*What to produce*. The response has to reproduce all entries exactly while excluding their pictures.

*Data shown*.
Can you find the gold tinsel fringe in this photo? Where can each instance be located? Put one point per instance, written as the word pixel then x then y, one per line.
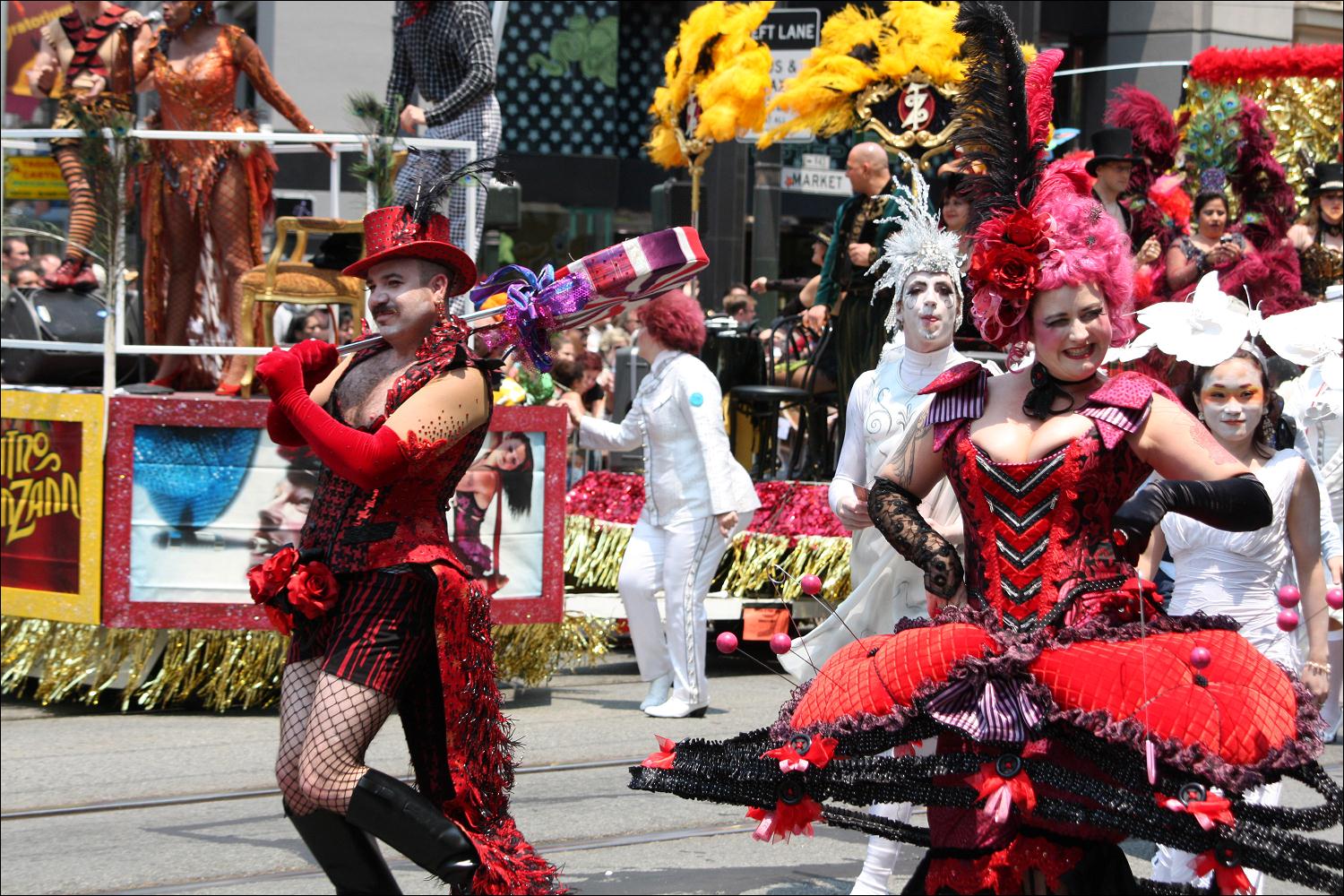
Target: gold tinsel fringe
pixel 823 556
pixel 753 559
pixel 64 661
pixel 593 551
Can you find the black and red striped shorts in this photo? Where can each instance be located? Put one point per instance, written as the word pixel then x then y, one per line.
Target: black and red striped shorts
pixel 379 630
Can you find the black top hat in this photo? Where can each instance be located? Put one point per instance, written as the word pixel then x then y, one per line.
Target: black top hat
pixel 1325 175
pixel 1112 144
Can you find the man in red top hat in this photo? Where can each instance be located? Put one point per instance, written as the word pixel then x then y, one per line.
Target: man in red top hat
pixel 383 614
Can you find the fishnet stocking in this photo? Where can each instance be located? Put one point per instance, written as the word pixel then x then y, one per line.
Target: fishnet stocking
pixel 341 724
pixel 228 220
pixel 297 688
pixel 228 217
pixel 83 215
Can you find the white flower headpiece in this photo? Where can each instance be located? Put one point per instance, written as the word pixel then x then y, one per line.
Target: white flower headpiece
pixel 1212 325
pixel 921 245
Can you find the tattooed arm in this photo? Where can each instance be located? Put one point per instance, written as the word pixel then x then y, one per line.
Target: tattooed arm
pixel 894 506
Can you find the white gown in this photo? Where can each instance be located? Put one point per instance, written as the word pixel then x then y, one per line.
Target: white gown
pixel 1236 573
pixel 883 408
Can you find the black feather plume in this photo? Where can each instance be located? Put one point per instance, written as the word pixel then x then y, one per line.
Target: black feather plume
pixel 429 195
pixel 992 110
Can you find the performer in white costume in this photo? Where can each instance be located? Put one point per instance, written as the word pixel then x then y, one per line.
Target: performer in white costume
pixel 1236 573
pixel 922 263
pixel 696 498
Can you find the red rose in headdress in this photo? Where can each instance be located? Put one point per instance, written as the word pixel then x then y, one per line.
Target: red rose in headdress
pixel 1027 230
pixel 266 579
pixel 312 590
pixel 1012 271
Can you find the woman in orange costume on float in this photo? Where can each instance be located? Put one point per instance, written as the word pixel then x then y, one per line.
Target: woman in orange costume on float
pixel 193 190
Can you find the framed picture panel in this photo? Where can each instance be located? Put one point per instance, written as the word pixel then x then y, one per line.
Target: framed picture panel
pixel 51 505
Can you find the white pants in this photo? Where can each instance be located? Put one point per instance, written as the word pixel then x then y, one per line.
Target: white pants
pixel 680 560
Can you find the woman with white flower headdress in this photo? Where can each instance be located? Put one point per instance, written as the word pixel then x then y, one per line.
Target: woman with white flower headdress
pixel 924 265
pixel 1236 573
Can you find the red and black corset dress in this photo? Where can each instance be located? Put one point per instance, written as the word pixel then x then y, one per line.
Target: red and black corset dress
pixel 357 530
pixel 1070 712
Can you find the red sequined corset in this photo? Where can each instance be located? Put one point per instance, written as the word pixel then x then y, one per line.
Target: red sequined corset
pixel 1038 533
pixel 406 521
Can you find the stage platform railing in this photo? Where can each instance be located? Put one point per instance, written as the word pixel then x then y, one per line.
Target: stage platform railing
pixel 115 333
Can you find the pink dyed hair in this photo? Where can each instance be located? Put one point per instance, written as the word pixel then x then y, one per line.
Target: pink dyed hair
pixel 1088 247
pixel 675 320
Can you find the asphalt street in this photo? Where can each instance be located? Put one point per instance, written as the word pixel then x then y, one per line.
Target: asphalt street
pixel 183 802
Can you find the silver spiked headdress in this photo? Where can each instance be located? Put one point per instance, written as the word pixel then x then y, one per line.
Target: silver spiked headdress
pixel 919 245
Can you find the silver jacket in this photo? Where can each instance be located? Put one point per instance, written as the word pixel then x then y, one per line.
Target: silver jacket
pixel 677 419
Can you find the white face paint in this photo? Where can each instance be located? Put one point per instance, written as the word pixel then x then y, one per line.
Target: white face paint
pixel 929 311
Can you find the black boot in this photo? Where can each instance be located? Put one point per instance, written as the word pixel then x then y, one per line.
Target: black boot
pixel 349 857
pixel 405 820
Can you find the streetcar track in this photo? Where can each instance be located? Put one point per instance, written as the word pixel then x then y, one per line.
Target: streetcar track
pixel 402 864
pixel 228 796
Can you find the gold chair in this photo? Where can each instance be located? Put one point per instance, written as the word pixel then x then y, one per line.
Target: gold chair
pixel 297 282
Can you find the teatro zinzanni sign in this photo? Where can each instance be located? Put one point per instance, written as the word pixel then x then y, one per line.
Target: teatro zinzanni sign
pixel 32 484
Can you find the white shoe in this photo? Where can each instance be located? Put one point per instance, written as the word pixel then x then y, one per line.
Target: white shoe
pixel 675 708
pixel 659 691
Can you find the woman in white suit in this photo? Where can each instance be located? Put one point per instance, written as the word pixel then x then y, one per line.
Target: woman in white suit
pixel 696 497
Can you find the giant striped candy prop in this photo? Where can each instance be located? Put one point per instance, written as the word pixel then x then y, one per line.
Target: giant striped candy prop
pixel 623 277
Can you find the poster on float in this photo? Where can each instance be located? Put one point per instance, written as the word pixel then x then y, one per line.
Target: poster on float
pixel 507 514
pixel 199 495
pixel 51 505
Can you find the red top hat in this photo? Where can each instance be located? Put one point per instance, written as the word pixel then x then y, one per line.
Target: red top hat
pixel 390 233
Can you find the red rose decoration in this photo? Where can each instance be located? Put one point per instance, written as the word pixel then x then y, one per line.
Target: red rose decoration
pixel 266 579
pixel 1013 271
pixel 312 590
pixel 282 621
pixel 1026 230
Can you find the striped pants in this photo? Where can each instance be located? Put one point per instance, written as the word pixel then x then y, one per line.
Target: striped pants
pixel 679 559
pixel 480 123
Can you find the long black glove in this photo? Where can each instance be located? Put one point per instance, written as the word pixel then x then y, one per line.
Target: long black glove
pixel 895 512
pixel 1238 504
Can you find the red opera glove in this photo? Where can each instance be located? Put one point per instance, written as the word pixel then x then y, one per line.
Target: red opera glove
pixel 281 373
pixel 368 460
pixel 317 359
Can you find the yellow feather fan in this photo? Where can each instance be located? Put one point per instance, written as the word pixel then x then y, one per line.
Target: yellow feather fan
pixel 822 96
pixel 919 35
pixel 718 64
pixel 860 48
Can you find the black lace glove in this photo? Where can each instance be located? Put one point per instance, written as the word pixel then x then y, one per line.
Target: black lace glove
pixel 1238 504
pixel 895 512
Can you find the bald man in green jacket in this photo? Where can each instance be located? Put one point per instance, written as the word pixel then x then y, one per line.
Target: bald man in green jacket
pixel 846 293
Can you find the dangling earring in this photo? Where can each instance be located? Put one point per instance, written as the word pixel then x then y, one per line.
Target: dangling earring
pixel 1268 433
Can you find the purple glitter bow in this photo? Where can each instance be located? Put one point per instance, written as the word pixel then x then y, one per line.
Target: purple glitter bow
pixel 991 711
pixel 530 316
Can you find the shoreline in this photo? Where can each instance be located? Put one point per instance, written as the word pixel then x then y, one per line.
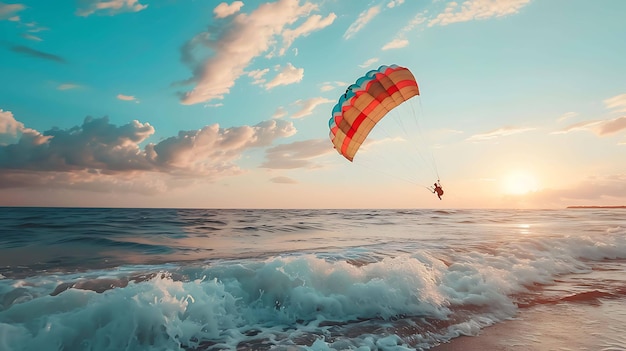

*Output of the task*.
Can you find the gold tinsel fringe in this photo? Where can each instance be located? Put one point per instance, written as the word pixel then x then y, one per line.
Target: gold tinsel fringe
pixel 823 556
pixel 753 559
pixel 64 661
pixel 593 551
Can you find the black and red striped shorts in this photo? Where can each instance be located? Put one point per instance, written as the word pixel then x then y, one per line.
Target: black and red striped shorts
pixel 379 630
Can you find the black top hat in this photo? Where can each instance be located? Put one point per instance, written as the word pixel then x then y, one per line.
Target: black top hat
pixel 1325 175
pixel 1112 144
Can you find the man in red top hat in this photo? Where can each instance be located? Put one point per instance, written as the word pixel then x then y, one per line.
Target: man in red top hat
pixel 383 614
Can you find the fishnet stocking in this photo? Where can each instance be located? Put one point per instance, written as the word pixel then x then y, one per line.
Target: fishnet stocking
pixel 341 724
pixel 228 220
pixel 297 688
pixel 228 217
pixel 83 215
Can you find the white flower headpiece in this photo? Where can each instance be located? Put one point per instance, written as the word pixel then x then y, one per line.
Target: white flower headpiece
pixel 1212 325
pixel 921 245
Can you find the tattooed arm in this photo? Where can each instance be located? Put one point per instance, written as the word pixel then x then y, one per line.
Target: tattooed arm
pixel 894 506
Can you find the white gown in this photo? Where can each instance be located? Put one point per instance, written as the word pixel then x then y, one per line.
Target: white gown
pixel 1236 573
pixel 883 408
Can you find the black feather plume in this photo? Where can each instance be located? Put one point per instance, written as the word pixel then x then y, one per line.
Target: black feather plume
pixel 429 195
pixel 992 110
Can you find the performer in white costume in this photo? Where can each instance be located? Put one point per instance, written as the word pixel then x then y, one per line.
Target: performer in white costume
pixel 1236 573
pixel 922 263
pixel 696 498
Can you find the red rose in headdress in this photo? Where can each instance be located? Put one point per instance, written as the word pixel then x then y, one per line.
Target: red rose in headdress
pixel 1027 230
pixel 266 579
pixel 312 590
pixel 1012 271
Can you find the woman in orange costume on float in this photo? Where can each instance be located? Put one point per instance, written as the word pixel then x then y, one per line.
Target: woman in orange costume on float
pixel 193 190
Can you find the framed picture panel in this photo? Where can each instance be located? Put one point per instance, written as the word pixel then x then y, one per line.
Target: framed picture panel
pixel 51 505
Can you find the white pants in this photo? Where can each instance be located? Put one point per instance, written as the word pixel then x then y, one per line.
Target: white pants
pixel 680 560
Can you find the woman with white flower headdress in this photo? Where can each instance be located? Put one point per instance, written as the word pixel then x then y, one per line.
Target: woman with white flower headdress
pixel 924 265
pixel 1236 573
Can you find the red and black corset dress in this photo? Where can each instance be located? Put one point per instance, written as the word pixel then x then y, one per line.
Target: red and black corset dress
pixel 357 530
pixel 1070 712
Can you find the red sequined corset in this photo? Where can each instance be located? Put one point per instance, written as the word pixel then x then y, one per line.
Target: red sequined corset
pixel 1038 533
pixel 406 521
Can you find the stage platform railing in this photo? Where can each instance be located? Put one point per instance, written as the word pixel then x then y, one per line.
Target: stage platform railing
pixel 115 333
Can you find the pink dyed hair in this photo? Where can each instance be located? Put one point per instance, written as the word pixel then x then y, one per line.
Target: pink dyed hair
pixel 1088 247
pixel 675 320
Can you find the asphalt street in this photo? Where can each instance be located? Put one point per instance, written as the word pixel then x then y, one per line.
Target: asphalt street
pixel 183 802
Can you find the silver spiked headdress in this photo? Where can each instance be located? Put one point per instance, written as the word pixel then x then y, one per line.
Target: silver spiked headdress
pixel 919 245
Can you find the silver jacket in this photo? Where can each instance be located? Put one point per instance, written as the word pixel then x then y, one per line.
Target: silver jacket
pixel 677 419
Can you find the white face paint in this photo? Where can each instance be located? Put one point per instance, written as the word pixel then x then y, one per line.
Target: white face paint
pixel 929 311
Can you find the black boot in this photo? Where can each instance be located? Put one point per instance, written as the word pixel then x then y, one per line.
Target: black boot
pixel 349 857
pixel 405 820
Can you find the streetcar track in this photo? Where can each instance be located? Put one point per instance, written as the word pixel then x then y, one per line.
Target: streetcar track
pixel 402 864
pixel 228 796
Can you find the gold chair in this photo? Where can each instance be located? Put one point per instance, written as the word pixel then x then y, one per line.
Target: gold chair
pixel 297 282
Can you find the teatro zinzanni sign in this photo? Where can each instance be located? Put one point per instance, written as the word pixel then x then y, one per line.
Target: teatro zinzanni sign
pixel 32 484
Can you find the white shoe in this photo? Where can each instance be located? Put one point per instance, written as the word pixel then x then y, one per line.
Target: white shoe
pixel 675 708
pixel 659 691
Can you find the woman in white suit in this photo? Where can each instance be located? Put one point per instance, written as the word pixel then x then y, one per line.
Target: woman in white suit
pixel 696 497
Can you find the giant striped candy prop in this photo? Where can each instance be located? Put one point per instance, written as the word pixel then x then y, one per line.
Target: giant striped candy prop
pixel 623 277
Can you find the poster on float in this photo? Where can each instance be located? Put one point per instance, written as the word pixel then x then y, one per line.
Target: poster on float
pixel 507 514
pixel 199 495
pixel 51 505
Can you find the red top hat in this photo? Where can each instance be located? Put one point per instance, written as the word pixel then x then y, one per line.
Target: red top hat
pixel 390 233
Can you find the red rose decoration in this photo? Where can each instance be located? Put one point per instance, written as the word pixel then x then y, one per line.
Target: red rose decoration
pixel 266 579
pixel 1013 271
pixel 312 590
pixel 282 621
pixel 1026 230
Can you find the striped pants in this photo? Where can each instance be located? Put one point per instance, written as the word pixel then x then y, one per line.
Target: striped pants
pixel 679 559
pixel 480 123
Can you find the long black glove in this photo? Where can each instance be located? Put one point per instance, written as the word pixel then x then y, one per line.
Target: long black glove
pixel 895 512
pixel 1238 504
Can you find the red opera glove in this photo? Where can each instance be located? Put one point per instance, written as the word pixel then x then y, one per line.
Target: red opera glove
pixel 281 373
pixel 368 460
pixel 317 359
Can you find the yellow feather fan in this photo? Where can each instance be located? Put one point per instance, written as the word pixel then x then y, one per line.
Target: yellow feather fan
pixel 822 96
pixel 919 35
pixel 718 64
pixel 860 48
Can you find the black lace glove in this photo? Where can each instance be located? Put one point per instance, written as the word pixel then x then y, one per line.
Target: black lace glove
pixel 1238 504
pixel 895 512
Can you find the bald man in green jacket in this photo? Where can each instance be located? Put one point per instance, written as the word pixel then x then y, one per line.
Target: bald man in green jacket
pixel 846 293
Can you find the dangling earring in this photo? Where can each instance be located? Put one point per instance, written as the word pixel then x then y, one per line.
Target: dangling earring
pixel 1268 433
Can you find the purple glitter bow in this photo? Where can each instance be located? Put one point per instance, written as the word pixel then x then y, one per line.
Target: purple glitter bow
pixel 991 711
pixel 530 316
Can you find the shoreline in this photo? Where can each instance be located? Put one point per instance, written as the word pixel then x then y, one per line.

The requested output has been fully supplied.